Photo-based referring expression data

BEGIN

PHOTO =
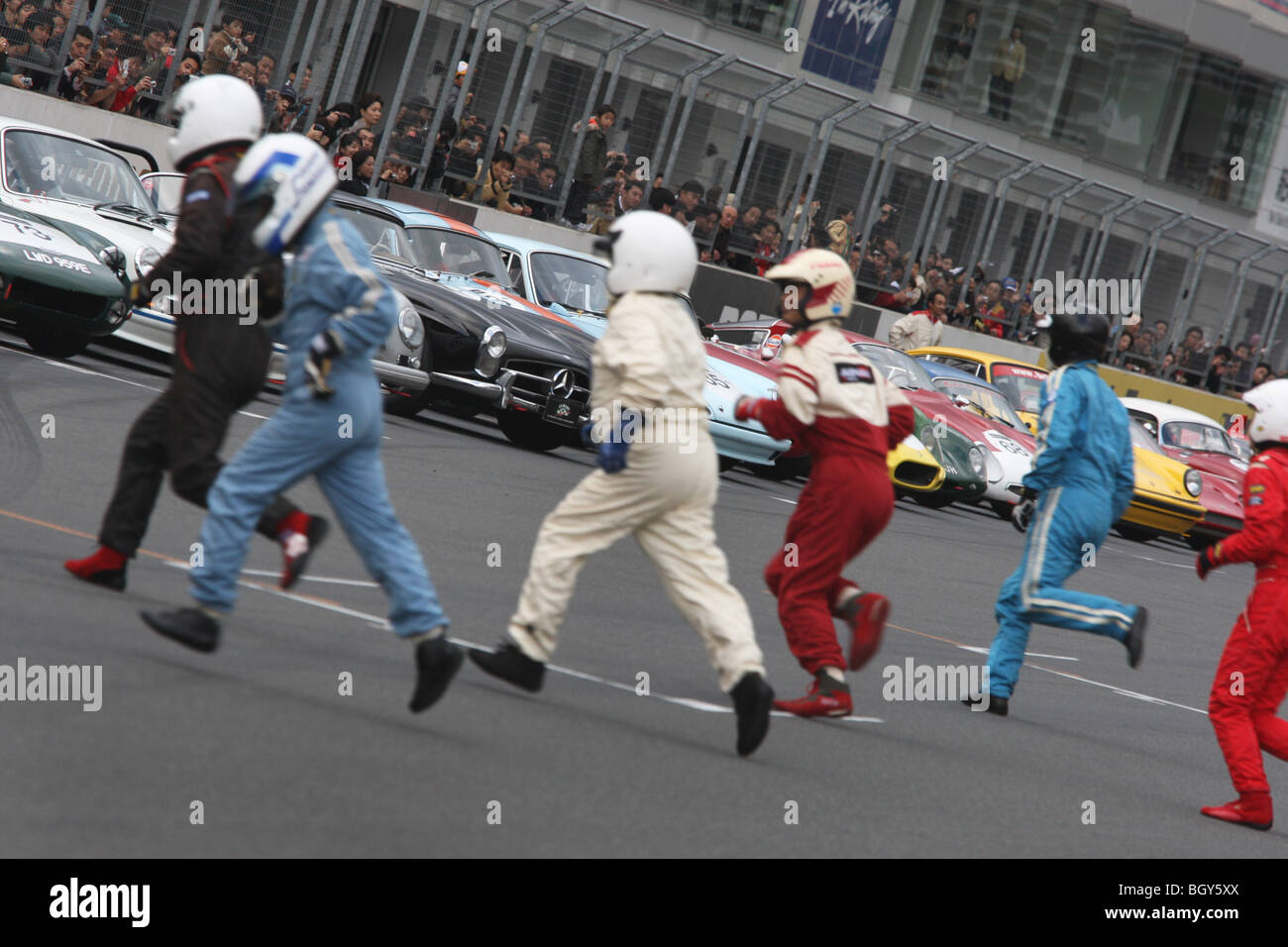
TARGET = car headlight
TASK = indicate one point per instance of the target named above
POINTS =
(410, 326)
(146, 258)
(490, 350)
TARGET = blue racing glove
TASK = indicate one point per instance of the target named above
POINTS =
(612, 453)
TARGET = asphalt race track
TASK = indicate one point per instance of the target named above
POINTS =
(283, 764)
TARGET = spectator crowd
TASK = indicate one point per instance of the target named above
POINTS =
(127, 67)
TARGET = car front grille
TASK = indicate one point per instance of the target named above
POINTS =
(532, 381)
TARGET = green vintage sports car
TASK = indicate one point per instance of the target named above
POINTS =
(60, 285)
(964, 463)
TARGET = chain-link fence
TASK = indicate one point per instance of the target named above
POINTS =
(562, 112)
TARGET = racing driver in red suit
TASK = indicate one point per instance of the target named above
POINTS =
(1252, 677)
(848, 416)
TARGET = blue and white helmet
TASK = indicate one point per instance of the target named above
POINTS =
(296, 174)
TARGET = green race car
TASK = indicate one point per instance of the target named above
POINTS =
(964, 463)
(59, 283)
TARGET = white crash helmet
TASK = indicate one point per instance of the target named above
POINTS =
(214, 112)
(651, 253)
(1270, 399)
(295, 175)
(828, 278)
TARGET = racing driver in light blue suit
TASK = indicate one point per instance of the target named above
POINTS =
(1081, 483)
(338, 312)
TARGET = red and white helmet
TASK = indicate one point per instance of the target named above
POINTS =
(828, 281)
(1270, 399)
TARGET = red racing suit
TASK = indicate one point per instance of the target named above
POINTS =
(848, 416)
(1252, 677)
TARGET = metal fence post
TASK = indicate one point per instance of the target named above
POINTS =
(1107, 224)
(1236, 296)
(935, 205)
(815, 172)
(997, 205)
(537, 42)
(1270, 325)
(397, 99)
(1194, 274)
(765, 99)
(283, 59)
(870, 204)
(697, 71)
(1072, 191)
(575, 155)
(476, 51)
(342, 71)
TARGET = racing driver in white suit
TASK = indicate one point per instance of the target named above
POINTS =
(657, 478)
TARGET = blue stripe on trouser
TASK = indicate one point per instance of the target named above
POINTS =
(1067, 519)
(303, 438)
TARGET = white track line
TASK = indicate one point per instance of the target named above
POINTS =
(593, 678)
(269, 574)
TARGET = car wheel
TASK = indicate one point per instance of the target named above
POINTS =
(55, 344)
(529, 432)
(784, 470)
(935, 501)
(1001, 508)
(1136, 534)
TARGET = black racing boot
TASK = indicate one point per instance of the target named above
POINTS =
(1134, 639)
(996, 705)
(752, 698)
(437, 663)
(191, 628)
(511, 665)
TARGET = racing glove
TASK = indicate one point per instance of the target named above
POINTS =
(322, 351)
(1207, 561)
(612, 453)
(1022, 513)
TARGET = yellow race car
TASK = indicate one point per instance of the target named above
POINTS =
(1167, 491)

END

• Your task: Reproduce the lines above, beginning at the line with "TARGET = white track line" and stopping after the line with "TARGET = black racing boot", exactly as they are.

• Output for this task:
TARGET = white track line
TASK = indicate one point per instance of the target named above
POINTS =
(593, 678)
(269, 574)
TARGET = car wheel
TASK = indicate one point per instance of the target named above
POINTS =
(55, 344)
(529, 432)
(784, 470)
(935, 501)
(1001, 508)
(1136, 534)
TARGET = black racing boot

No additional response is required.